*** Records for processing ***

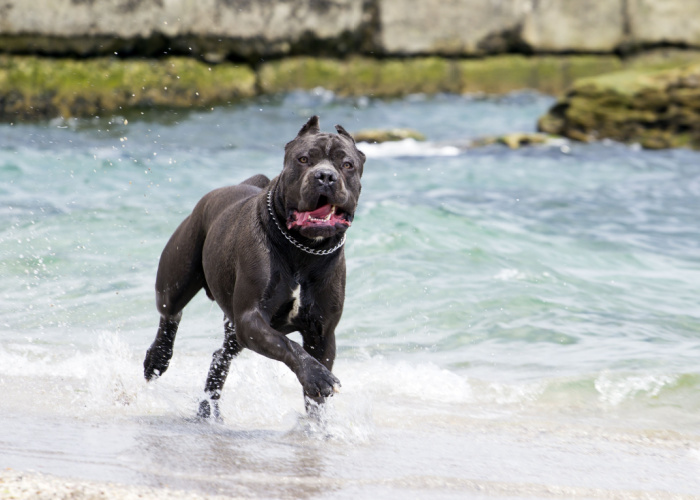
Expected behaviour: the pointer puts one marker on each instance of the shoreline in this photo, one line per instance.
(40, 88)
(20, 485)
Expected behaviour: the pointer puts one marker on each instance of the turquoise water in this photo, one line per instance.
(517, 322)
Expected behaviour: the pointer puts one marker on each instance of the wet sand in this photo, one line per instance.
(30, 485)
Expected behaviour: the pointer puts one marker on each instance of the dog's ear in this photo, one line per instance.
(344, 132)
(310, 127)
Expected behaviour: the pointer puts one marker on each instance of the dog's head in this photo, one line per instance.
(321, 180)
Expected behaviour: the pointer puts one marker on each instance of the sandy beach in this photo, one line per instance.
(30, 485)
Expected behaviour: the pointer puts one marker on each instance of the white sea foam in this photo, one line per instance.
(407, 147)
(614, 389)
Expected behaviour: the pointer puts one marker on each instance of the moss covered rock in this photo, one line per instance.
(34, 87)
(387, 135)
(656, 108)
(430, 75)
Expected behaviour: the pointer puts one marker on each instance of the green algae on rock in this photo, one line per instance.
(399, 77)
(376, 136)
(656, 108)
(35, 88)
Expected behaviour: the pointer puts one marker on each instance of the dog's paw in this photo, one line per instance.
(156, 362)
(318, 381)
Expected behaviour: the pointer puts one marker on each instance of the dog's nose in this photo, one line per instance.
(326, 177)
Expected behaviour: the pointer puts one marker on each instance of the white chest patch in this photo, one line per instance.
(296, 297)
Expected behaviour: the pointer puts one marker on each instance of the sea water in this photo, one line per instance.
(518, 323)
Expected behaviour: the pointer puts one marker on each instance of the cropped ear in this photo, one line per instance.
(344, 132)
(310, 127)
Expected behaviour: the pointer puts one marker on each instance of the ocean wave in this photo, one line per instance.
(376, 391)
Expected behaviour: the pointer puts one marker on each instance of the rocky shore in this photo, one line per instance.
(34, 87)
(245, 30)
(83, 58)
(656, 108)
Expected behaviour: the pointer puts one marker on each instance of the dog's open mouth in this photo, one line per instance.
(326, 215)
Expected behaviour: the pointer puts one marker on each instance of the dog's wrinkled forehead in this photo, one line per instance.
(310, 138)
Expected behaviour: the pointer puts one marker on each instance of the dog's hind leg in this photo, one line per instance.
(159, 354)
(179, 278)
(218, 371)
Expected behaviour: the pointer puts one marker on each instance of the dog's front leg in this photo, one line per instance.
(254, 332)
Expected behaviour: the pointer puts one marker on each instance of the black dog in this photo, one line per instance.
(270, 253)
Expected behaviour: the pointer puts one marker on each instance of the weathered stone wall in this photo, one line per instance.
(260, 28)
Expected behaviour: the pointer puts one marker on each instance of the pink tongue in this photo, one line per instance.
(320, 213)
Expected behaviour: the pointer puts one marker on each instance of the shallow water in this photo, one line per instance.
(518, 323)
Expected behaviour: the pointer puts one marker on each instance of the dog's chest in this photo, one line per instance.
(296, 304)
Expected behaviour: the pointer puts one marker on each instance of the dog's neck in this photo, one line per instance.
(293, 240)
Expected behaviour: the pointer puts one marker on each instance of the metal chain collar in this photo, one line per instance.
(294, 242)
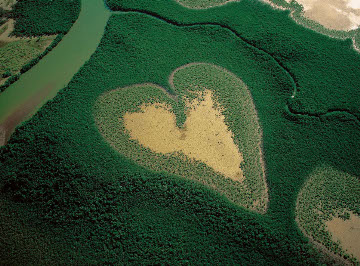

*** End of Records for processing ***

» The task
Pictures stay out of the copy, while everything else in the records above goes in exactly as written.

» Answer for the task
Expected behaviour: the pointer puts one marker on each instance of the shoreline in this photo, one line per instance.
(40, 88)
(20, 485)
Expected behaviour: the pointer puts one marker on each instance of the turquoise water in this photo, one line per instance.
(517, 322)
Expected behaviour: the pointer puts one marker on each instance of the wet sand in this photo, one line per instance.
(30, 485)
Expected behaviour: the pointer puts one marker on each instance of the dog's ear in this photo, one line per instance.
(344, 132)
(310, 127)
Expected behaviour: the pointer puts one marker on each instance of the dog's head in this photo, one line per instance.
(321, 180)
Expected behaviour: the pointer puts one marker on each instance of the sandy beach in this photo, one line per instance.
(30, 485)
Expected behaviour: the pointer puts one marker on each instance of the white sea foam in this photo, one line per instance.
(407, 147)
(614, 389)
Expected behaviour: the pointer puts one marker on each instance of the moss covered rock in this photo, one line per instance.
(34, 87)
(387, 135)
(656, 108)
(430, 75)
Expected behaviour: the pointer puts one marker on each instance of the green algae on rock in this photo, one line per instance.
(399, 77)
(376, 136)
(656, 108)
(35, 88)
Expected behaviour: the pointer puts one marker on each instance of the dog's paw in this photo, one line per instance.
(156, 362)
(318, 381)
Expected behaviour: the pointer puts one marker on each instance of the dog's nose in this photo, one line per instance.
(326, 177)
Expected behaviour: the pointer puts one marker on each instance of the white chest patch in this photo, one line per instance.
(296, 297)
Expected behaviour: the pointer puts one marker on each instance of the sea water in this photo, one line per instance.
(518, 323)
Expected behaviour: the pointer puts one marker on each instance of the cropped ear in this photo, one line per instance.
(344, 132)
(310, 127)
Expected behaviour: the pointer puts one marker on each instance of the ocean wave in this photo, one line per instance.
(376, 391)
Expected behaviour: the pointer puts one marker on each instance of the rocky shore in this photo, one line per instance.
(34, 87)
(245, 30)
(83, 58)
(656, 108)
Expected behaviour: the pointer puts one marker on each instance of the dog's open mouth in this photo, one line per instance.
(326, 215)
Expected behaviour: the pointer puts one marker on each instance of the dog's wrinkled forehead in this photo, one line per instance.
(310, 138)
Expected behaviour: the pointer puts one marker on each instance of the dog's hind leg in this photo, one line per instance.
(159, 354)
(179, 278)
(218, 371)
Expected behaviour: the pointer puts one marker on each instance of the dog's front leg in this photo, one line per instance.
(254, 332)
Expected behaviour: the pointer puts one marker on each instance of the black dog in this photo, one line per instance.
(270, 253)
Expected behaviour: the pointer puts one marker on each instance of the weathered stone wall in this photo, one line per instance.
(260, 28)
Expected behaviour: the pointer puts one marker on each instance of the pink tongue in this photo, one line per instance.
(320, 213)
Expected behaviour: the pointer puts one marker on each instance of the shallow water in this photo, one line per instance.
(518, 323)
Expected behaviour: the pointer puts one marker on each instance of the dog's chest in this photo, one line per instance.
(296, 304)
Expected behaviour: the pointer puts one marker on each instance of the dog's neck in this photo, one line per instance.
(293, 240)
Expected behaviour: the pointer puts one marker on each instance of the metal chain collar in this photo, one line per instance.
(294, 242)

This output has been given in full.